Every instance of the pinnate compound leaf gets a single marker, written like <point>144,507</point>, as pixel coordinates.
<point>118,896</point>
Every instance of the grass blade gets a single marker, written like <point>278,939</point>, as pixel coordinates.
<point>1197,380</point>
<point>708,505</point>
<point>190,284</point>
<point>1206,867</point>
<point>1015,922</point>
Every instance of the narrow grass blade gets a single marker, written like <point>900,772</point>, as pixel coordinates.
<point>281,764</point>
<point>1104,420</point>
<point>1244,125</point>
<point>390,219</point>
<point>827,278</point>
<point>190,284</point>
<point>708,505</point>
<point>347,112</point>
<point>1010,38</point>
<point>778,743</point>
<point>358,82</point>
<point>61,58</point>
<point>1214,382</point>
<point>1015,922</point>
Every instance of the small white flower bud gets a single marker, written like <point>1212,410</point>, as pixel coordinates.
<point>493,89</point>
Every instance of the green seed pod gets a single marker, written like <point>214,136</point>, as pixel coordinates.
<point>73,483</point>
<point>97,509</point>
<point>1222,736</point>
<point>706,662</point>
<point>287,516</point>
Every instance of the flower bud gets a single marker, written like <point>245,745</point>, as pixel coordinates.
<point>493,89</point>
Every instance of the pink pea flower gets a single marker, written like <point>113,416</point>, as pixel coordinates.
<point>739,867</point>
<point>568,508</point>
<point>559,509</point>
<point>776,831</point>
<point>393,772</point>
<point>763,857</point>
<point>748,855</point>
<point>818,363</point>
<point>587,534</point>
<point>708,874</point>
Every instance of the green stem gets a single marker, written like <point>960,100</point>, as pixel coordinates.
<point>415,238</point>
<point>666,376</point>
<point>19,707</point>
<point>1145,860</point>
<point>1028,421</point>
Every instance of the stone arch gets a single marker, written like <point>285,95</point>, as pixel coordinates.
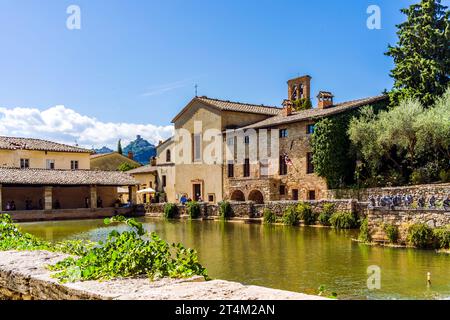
<point>256,196</point>
<point>237,195</point>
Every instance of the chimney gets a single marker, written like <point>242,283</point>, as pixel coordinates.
<point>325,100</point>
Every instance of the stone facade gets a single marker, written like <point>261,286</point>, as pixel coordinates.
<point>427,190</point>
<point>403,218</point>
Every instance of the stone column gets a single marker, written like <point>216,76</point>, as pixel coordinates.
<point>132,194</point>
<point>48,198</point>
<point>93,197</point>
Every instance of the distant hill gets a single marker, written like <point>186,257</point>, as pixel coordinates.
<point>103,150</point>
<point>142,150</point>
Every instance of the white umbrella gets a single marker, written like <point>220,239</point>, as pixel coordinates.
<point>148,190</point>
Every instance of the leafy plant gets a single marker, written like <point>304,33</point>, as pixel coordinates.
<point>364,232</point>
<point>170,210</point>
<point>193,209</point>
<point>225,210</point>
<point>420,235</point>
<point>269,216</point>
<point>290,216</point>
<point>392,232</point>
<point>305,213</point>
<point>344,220</point>
<point>325,215</point>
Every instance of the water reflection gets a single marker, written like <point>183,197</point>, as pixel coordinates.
<point>297,259</point>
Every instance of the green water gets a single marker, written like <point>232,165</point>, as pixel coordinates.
<point>289,258</point>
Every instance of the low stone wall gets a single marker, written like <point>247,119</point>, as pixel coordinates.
<point>252,210</point>
<point>23,276</point>
<point>440,191</point>
<point>403,218</point>
<point>67,214</point>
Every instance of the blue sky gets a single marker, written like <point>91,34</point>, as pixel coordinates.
<point>137,61</point>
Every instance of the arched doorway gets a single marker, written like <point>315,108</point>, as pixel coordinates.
<point>256,196</point>
<point>237,195</point>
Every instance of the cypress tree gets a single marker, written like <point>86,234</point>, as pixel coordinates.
<point>422,53</point>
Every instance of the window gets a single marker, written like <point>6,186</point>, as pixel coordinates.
<point>310,128</point>
<point>197,147</point>
<point>283,133</point>
<point>50,164</point>
<point>230,170</point>
<point>24,163</point>
<point>309,163</point>
<point>74,165</point>
<point>283,166</point>
<point>247,168</point>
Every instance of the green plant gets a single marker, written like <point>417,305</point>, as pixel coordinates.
<point>305,213</point>
<point>269,216</point>
<point>193,209</point>
<point>364,232</point>
<point>325,215</point>
<point>420,235</point>
<point>392,232</point>
<point>442,237</point>
<point>225,210</point>
<point>344,220</point>
<point>170,210</point>
<point>290,216</point>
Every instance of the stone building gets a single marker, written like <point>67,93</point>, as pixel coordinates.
<point>287,173</point>
<point>39,175</point>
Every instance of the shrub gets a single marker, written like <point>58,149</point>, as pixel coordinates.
<point>343,220</point>
<point>325,215</point>
<point>364,232</point>
<point>392,232</point>
<point>193,209</point>
<point>442,238</point>
<point>420,235</point>
<point>290,216</point>
<point>305,213</point>
<point>269,216</point>
<point>170,210</point>
<point>225,210</point>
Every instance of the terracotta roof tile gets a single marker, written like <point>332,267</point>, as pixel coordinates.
<point>13,143</point>
<point>64,177</point>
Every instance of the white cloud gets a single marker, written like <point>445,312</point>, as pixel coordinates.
<point>65,125</point>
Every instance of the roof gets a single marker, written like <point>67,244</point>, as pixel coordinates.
<point>64,177</point>
<point>13,143</point>
<point>225,105</point>
<point>315,113</point>
<point>143,169</point>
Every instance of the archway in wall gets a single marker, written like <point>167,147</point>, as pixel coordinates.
<point>256,196</point>
<point>237,195</point>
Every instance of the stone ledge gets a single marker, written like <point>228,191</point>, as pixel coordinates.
<point>23,276</point>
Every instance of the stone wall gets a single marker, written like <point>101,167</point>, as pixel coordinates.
<point>426,190</point>
<point>24,276</point>
<point>252,210</point>
<point>403,218</point>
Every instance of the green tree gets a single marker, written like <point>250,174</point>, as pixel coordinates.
<point>119,147</point>
<point>421,56</point>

STATED PROBLEM
All of the material above is to be copied exactly, except for its images.

EXERCISE ANSWER
Every instance of the pinnate compound leaf gets a single marker, written like <point>144,507</point>, as pixel coordinates.
<point>118,896</point>
Every instance of the grass blade gets a single marker, written like <point>278,939</point>, as pixel coordinates.
<point>1197,380</point>
<point>708,505</point>
<point>190,284</point>
<point>1206,867</point>
<point>1015,922</point>
Every instance of the narrow grass blade gets a single marker, written like <point>900,772</point>, as pixel coordinates.
<point>281,764</point>
<point>1104,420</point>
<point>1244,125</point>
<point>390,219</point>
<point>827,278</point>
<point>190,284</point>
<point>708,505</point>
<point>347,112</point>
<point>1010,38</point>
<point>778,743</point>
<point>358,82</point>
<point>61,58</point>
<point>1214,382</point>
<point>1015,922</point>
Every instance of the small white flower bud gets a single marker, written like <point>1212,410</point>, as pixel coordinates.
<point>493,89</point>
Every instance of the green seed pod gets a single marker, written like <point>214,136</point>, as pixel coordinates.
<point>73,483</point>
<point>97,509</point>
<point>1222,736</point>
<point>706,662</point>
<point>287,516</point>
Every instance of the flower bud gets a single marker, written like <point>245,745</point>, as pixel coordinates.
<point>493,89</point>
Every instance of the pink pea flower gets a single marker, written like <point>113,416</point>, as pixel coordinates.
<point>739,867</point>
<point>568,508</point>
<point>559,509</point>
<point>776,831</point>
<point>393,772</point>
<point>763,857</point>
<point>748,855</point>
<point>818,363</point>
<point>587,534</point>
<point>708,874</point>
Every instance of the green stem gets a single marker, written like <point>960,100</point>, as pixel coordinates.
<point>415,238</point>
<point>666,376</point>
<point>19,707</point>
<point>1145,860</point>
<point>1028,421</point>
Every instance of the stone arch gets a single marker, written like <point>285,95</point>, as pixel coordinates.
<point>256,196</point>
<point>237,195</point>
Every instance of the chimney gets a single marker, written like <point>242,283</point>, as pixel coordinates.
<point>325,100</point>
Every instance of the stone facade gets a single marker, written like <point>261,286</point>, as pixel coordinates.
<point>427,190</point>
<point>403,218</point>
Every instance of the stone column gets a single marker, written like <point>216,76</point>, as pixel coordinates.
<point>132,194</point>
<point>48,198</point>
<point>93,197</point>
Every instance of the distant hill gets a single marker, written like <point>186,257</point>, as pixel coordinates.
<point>103,150</point>
<point>142,150</point>
Every instance of the white umbrella gets a single marker, written like <point>220,239</point>, as pixel coordinates.
<point>148,190</point>
Every instance of the leafy plant gets a single marker, written like <point>304,33</point>, as pixel coordinates.
<point>364,232</point>
<point>170,210</point>
<point>193,209</point>
<point>225,210</point>
<point>420,235</point>
<point>269,216</point>
<point>290,216</point>
<point>392,232</point>
<point>305,213</point>
<point>344,220</point>
<point>325,215</point>
Every instance of the water reflection gets a single marker, written like <point>183,197</point>, as pixel coordinates.
<point>297,259</point>
Every instance of the green water gets a single marker, written like <point>232,165</point>, as pixel coordinates.
<point>289,258</point>
Every instance of the low stone wall gets a single marker, written like <point>247,119</point>, as pixel coordinates.
<point>252,210</point>
<point>23,276</point>
<point>440,191</point>
<point>403,218</point>
<point>67,214</point>
Every instance of the blue sky gets a single marker, written like <point>91,34</point>, as pixel coordinates.
<point>137,61</point>
Every instance of the arched doorway gets a single marker, written like <point>315,108</point>, as pixel coordinates.
<point>256,196</point>
<point>237,195</point>
Every instance of the cypress tree gets a single marker, written like <point>86,234</point>, as pixel coordinates.
<point>422,53</point>
Every instance of the window gets a single marker, written like <point>6,186</point>, as pixel coordinates.
<point>310,128</point>
<point>197,147</point>
<point>283,133</point>
<point>50,164</point>
<point>230,170</point>
<point>24,163</point>
<point>309,163</point>
<point>74,165</point>
<point>283,166</point>
<point>247,168</point>
Every instance of the green plant gets a single marker, written like <point>417,305</point>, as pixel coordinates.
<point>305,213</point>
<point>269,216</point>
<point>193,209</point>
<point>364,232</point>
<point>325,215</point>
<point>420,235</point>
<point>392,232</point>
<point>442,237</point>
<point>225,210</point>
<point>344,220</point>
<point>170,210</point>
<point>290,216</point>
Every instance of the stone building gets a single marker, written like <point>67,93</point>, as pixel coordinates.
<point>287,173</point>
<point>39,175</point>
Every instance of the shrub gets a single marker, written like <point>58,149</point>, as pixel coordinates.
<point>343,220</point>
<point>325,215</point>
<point>364,232</point>
<point>392,232</point>
<point>193,209</point>
<point>442,238</point>
<point>420,235</point>
<point>290,216</point>
<point>305,213</point>
<point>269,216</point>
<point>170,210</point>
<point>225,210</point>
Every instance of the terracotta roof tile gets a single marker, written like <point>332,267</point>, as pixel coordinates.
<point>13,143</point>
<point>64,177</point>
Every instance of the white cloud gets a single marker, written like <point>445,312</point>, as pixel coordinates.
<point>65,125</point>
Every instance of the roof gets a single marker, written like <point>67,244</point>, as pixel coordinates.
<point>64,177</point>
<point>13,143</point>
<point>225,105</point>
<point>315,113</point>
<point>143,169</point>
Every instance of the archway in wall gets a single marker, written like <point>167,147</point>, as pixel coordinates.
<point>256,196</point>
<point>237,195</point>
Every instance of the stone ledge gets a single marker, written like <point>228,191</point>, as pixel coordinates.
<point>23,276</point>
Every instance of the stone wall gets a single marker, written like <point>101,167</point>, as pixel coordinates.
<point>426,190</point>
<point>24,276</point>
<point>252,210</point>
<point>403,218</point>
Every instance of the green tree gets a single marker, written like <point>250,174</point>, as pixel coordinates.
<point>119,147</point>
<point>421,56</point>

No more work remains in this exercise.